EXERCISE DETAILS: Rewrite the data below, replacing every occurrence of "roof dome" with "cupola" and keeping everything else unchanged.

DATA SHOWN:

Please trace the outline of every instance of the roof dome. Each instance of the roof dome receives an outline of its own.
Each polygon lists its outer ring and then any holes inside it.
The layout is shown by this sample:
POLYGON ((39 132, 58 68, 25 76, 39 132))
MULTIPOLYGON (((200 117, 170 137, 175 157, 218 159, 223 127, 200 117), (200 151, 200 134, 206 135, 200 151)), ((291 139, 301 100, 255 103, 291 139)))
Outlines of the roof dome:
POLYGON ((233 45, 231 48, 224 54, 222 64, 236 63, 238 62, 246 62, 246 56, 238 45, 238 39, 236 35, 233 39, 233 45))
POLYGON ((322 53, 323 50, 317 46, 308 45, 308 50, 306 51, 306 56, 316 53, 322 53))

WRITTEN SOLUTION:
Please trace the outline of every instance of the cupola. Each instance of the cupola receives an outline of its own.
Each polygon lists its outer ring and then any holes inside it.
The layout is shown by this sample:
POLYGON ((39 132, 58 68, 25 76, 39 132))
MULTIPOLYGON (((200 117, 170 137, 175 157, 218 159, 223 127, 200 117), (200 151, 200 134, 206 135, 200 151)), ((291 139, 301 100, 255 103, 291 139)))
Outlines of the cupola:
POLYGON ((233 45, 231 48, 224 54, 222 64, 236 63, 238 62, 246 62, 246 56, 238 45, 238 39, 236 35, 233 39, 233 45))
POLYGON ((322 53, 323 50, 317 46, 308 45, 308 50, 306 51, 306 56, 316 53, 322 53))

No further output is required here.